** What the task asks **
Set down all of the records below exactly, please, omitting the images.

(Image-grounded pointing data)

= Beginning of Section =

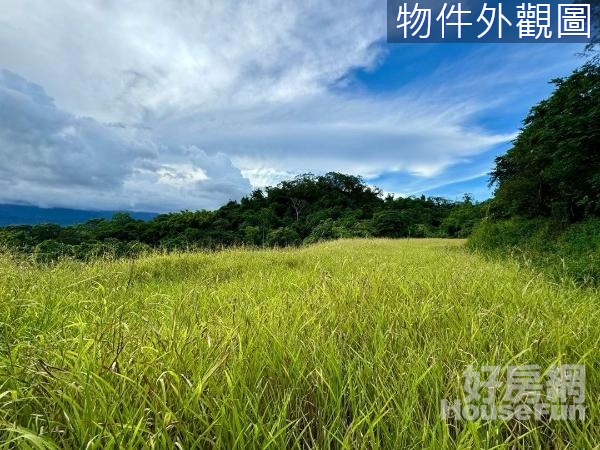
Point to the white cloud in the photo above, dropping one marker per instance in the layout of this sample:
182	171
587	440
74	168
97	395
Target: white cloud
53	158
176	104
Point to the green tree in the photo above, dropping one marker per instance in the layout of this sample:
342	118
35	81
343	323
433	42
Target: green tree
553	168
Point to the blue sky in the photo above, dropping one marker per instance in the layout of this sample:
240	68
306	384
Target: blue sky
155	105
532	66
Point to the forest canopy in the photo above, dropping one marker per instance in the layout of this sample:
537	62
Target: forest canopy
305	209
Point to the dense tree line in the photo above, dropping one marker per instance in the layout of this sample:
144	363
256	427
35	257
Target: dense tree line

= End of Section =

** Task output **
Point to the white cloud in the photo above, dropping one marker per instance in the layout of this sample:
182	171
587	440
74	168
97	395
Target: white cloud
53	158
176	104
Point to the green tree in the photo above, dropping one marker per instance in the layout of this sample:
342	118
35	81
343	323
433	42
Target: green tree
553	168
Point to the blue sky in the photo above, dropping one marker per instance in the layout of this sample:
240	68
306	384
Target: blue sky
155	105
532	66
Point to the forest canopy in the photo above, dropping one marker per instance in the layout of this sample:
537	62
Target: forest canopy
305	209
Point to the dense tree line in the photo above, dropping one marker per instance in the layout of this sample:
144	363
256	427
35	257
Target: dense tree line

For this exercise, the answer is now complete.